Texte fourni:
>>>>
21.09.2025 – HOMÉLIE DU 25ÈME DIMANCHE ORDINAIRE – LUC 16 1-13

Le culte du progrès

Homélie par le Fr. Laurent Mathelot

Évangile selon saint Jean 3, 13-

Le commerce, les affaires, nos échanges quotidiens peuvent vite devenir une religion. L’économie – notre économie – est souvent un culte fervent rendu au dieu argent. Le matraquage est incessant : il faut à tout prix maintenir la croissance, propulser l’humanité vers plus de bien-être, plus de confort !

Même avec noblesse, par charité ou esprit religieux, on peut idolâtrer l’économie : « Vivement que l’on éradique la faim dans le monde ! » ; « Vive la science qui nous sauve ! » ; « Quel progrès, si la vivacité économique pouvait offrir un revenu universel ! »…

Et c’est vrai : l’humanité a accumulé des biens immenses, considérablement progressé en savoirs et conquis un bien-être inédit. Nous avons éradiqué de nombreuses maladies et nos médicaments sont de plus en plus performants ; il n’y a plus chez nous de famines ; on a triomphé de la dernière pandémie et le progrès social vient largement en aide aux plus démunis. Tout cela est incontestable. Il y a un indéniable bien fait de la croissance, tant scientifique, technique, qu’économique.

Mais de là à dire que le progrès, la science, l’économie et même la médecine nous sauveront … ce n’est pas plus vrai aujourd’hui qu’hier. Et ça ne le sera jamais. Jamais cette humanité ne se sortira de la souffrance et du malheur par ses propres efforts, fussent-ils, comme le progrès scientifique, admirables. Tout au plus, nos progrès, nos talents et nos richesses nous aideront-ils un temps à porter nos croix, un temps à endurer la souffrance. Mais au-delà … ?

Ce qui rend vain le culte des richesses et de l’argent, le culte du progrès économique, et même scientifique, c’est qu’ils ne durent qu’un temps ; qu’ils sont d’une efficacité limitée. Et sans doute aucune génération avant la nôtre n’a-t-elle été aussi consciente que nous pourrions tout perdre – le climat, la paix sociale et la qualité de la vie – justement à force de progrès et de ce culte inouï de la croissance à tout prix, en guise de planche de salut. C’est avant tout la fureur économique – notre fureur économique – qui est la cause du dérèglement climatique et de la pollution à l’échelle planétaire.

Les lectures d’aujourd’hui nous appellent avec force : réfléchissons à notre lien aux richesses, aux biens matériels et immatériels que nous entassons ! Pourquoi désirer la richesse ? Vivre dans l’abondance ? Accumuler sans fin ? Quelles conséquences dévastatrices sur notre monde, notre vie, notre relation à Dieu ?
<<<<
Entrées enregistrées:
>>>>
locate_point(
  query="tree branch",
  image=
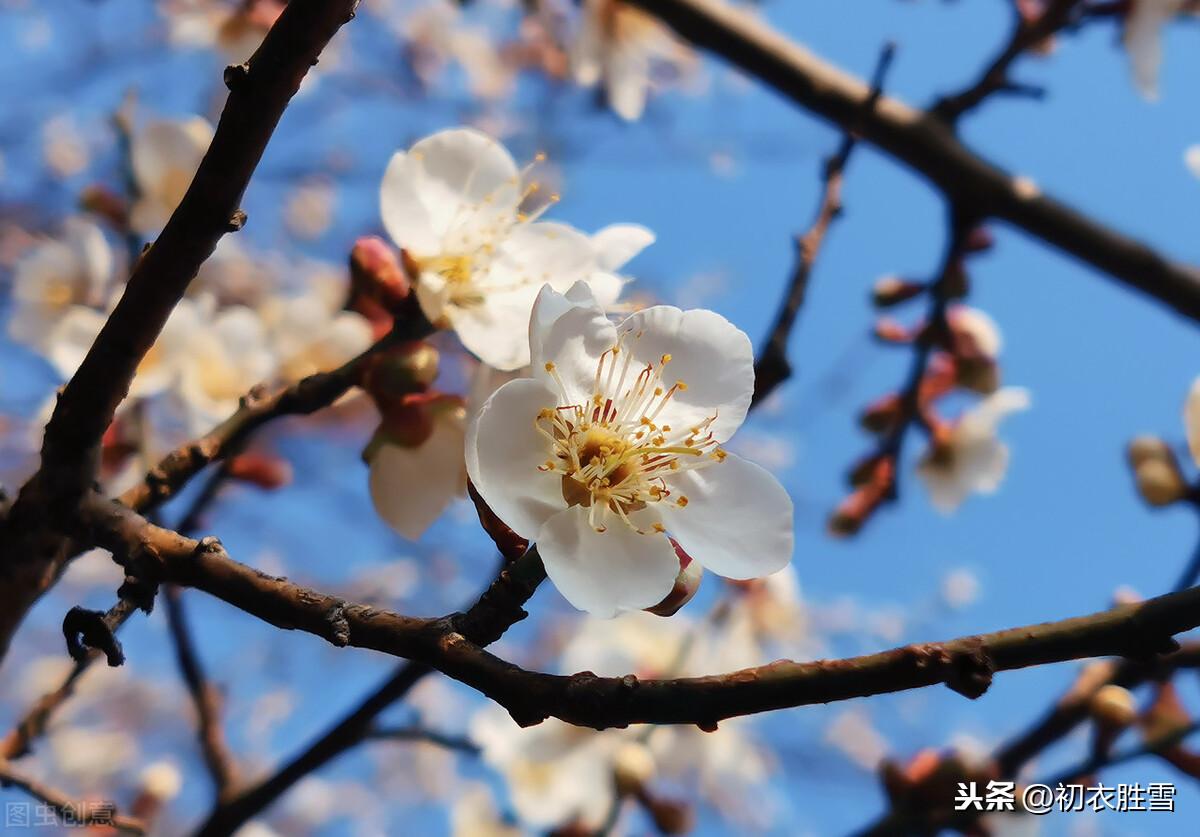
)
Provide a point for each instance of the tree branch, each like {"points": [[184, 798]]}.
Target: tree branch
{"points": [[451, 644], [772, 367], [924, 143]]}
<<<<
>>>>
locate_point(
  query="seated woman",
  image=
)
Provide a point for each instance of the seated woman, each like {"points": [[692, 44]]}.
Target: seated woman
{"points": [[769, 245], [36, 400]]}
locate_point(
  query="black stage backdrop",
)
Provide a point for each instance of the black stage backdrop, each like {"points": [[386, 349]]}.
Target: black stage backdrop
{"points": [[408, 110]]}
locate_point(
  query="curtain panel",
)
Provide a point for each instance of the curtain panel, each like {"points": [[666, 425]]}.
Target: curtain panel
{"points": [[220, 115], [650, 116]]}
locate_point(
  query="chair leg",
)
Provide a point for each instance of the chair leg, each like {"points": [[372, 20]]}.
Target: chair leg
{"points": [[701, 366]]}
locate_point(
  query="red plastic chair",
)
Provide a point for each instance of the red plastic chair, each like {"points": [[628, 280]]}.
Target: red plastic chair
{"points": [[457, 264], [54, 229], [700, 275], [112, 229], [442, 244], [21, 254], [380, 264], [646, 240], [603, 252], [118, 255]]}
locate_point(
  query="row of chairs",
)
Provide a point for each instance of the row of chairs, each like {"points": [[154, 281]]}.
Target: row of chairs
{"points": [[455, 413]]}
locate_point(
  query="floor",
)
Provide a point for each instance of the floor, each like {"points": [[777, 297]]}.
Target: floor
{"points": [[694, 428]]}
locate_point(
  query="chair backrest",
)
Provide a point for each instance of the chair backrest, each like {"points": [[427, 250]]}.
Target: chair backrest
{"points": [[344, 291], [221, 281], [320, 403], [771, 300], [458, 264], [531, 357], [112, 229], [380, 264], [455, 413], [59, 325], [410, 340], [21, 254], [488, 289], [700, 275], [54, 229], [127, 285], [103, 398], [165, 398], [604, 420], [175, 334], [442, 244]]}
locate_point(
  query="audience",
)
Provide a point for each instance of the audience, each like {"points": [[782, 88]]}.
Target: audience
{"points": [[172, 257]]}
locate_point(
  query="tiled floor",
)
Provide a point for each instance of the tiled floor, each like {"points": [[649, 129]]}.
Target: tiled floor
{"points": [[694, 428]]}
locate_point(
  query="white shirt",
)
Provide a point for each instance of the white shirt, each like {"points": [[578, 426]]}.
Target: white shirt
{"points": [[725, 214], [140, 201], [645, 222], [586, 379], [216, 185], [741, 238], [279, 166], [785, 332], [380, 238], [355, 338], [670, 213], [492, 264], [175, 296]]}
<<<<
Consigne 1:
D'après l'homélie, qu'est-ce qui est avant tout la cause du dérèglement climatique et de la pollution à l'échelle planétaire ?
Consigne 2:
Réécrivez le passage de l'homélie qui commence par « Évangile selon saint » et va jusqu'à « plus de confort ! », en remplaçant « dieu argent » par « veau d'or ».
Consigne 3:
Résumez l'homélie en deux phrases.

Votre réponse 1:
C'est avant tout la fureur économique, notre fureur économique.

Votre réponse 2:
Évangile selon saint Jean 3, 13-

Le commerce, les affaires, nos échanges quotidiens peuvent vite devenir une religion. L’économie – notre économie – est souvent un culte fervent rendu au veau d'or. Le matraquage est incessant : il faut à tout prix maintenir la croissance, propulser l’humanité vers plus de bien-être, plus de confort !

Votre réponse 3:
L'homélie reconnaît que l'humanité a accumulé des biens immenses, progressé en savoirs et conquis un bien-être inédit, mais elle affirme que ni le progrès, ni la science, ni l'économie ne la sortiront de la souffrance, car leur efficacité est limitée et ne dure qu'un temps. Elle attribue le dérèglement climatique et la pollution planétaire à notre fureur économique et rappelle que les lectures du jour appellent à réfléchir à notre lien aux richesses.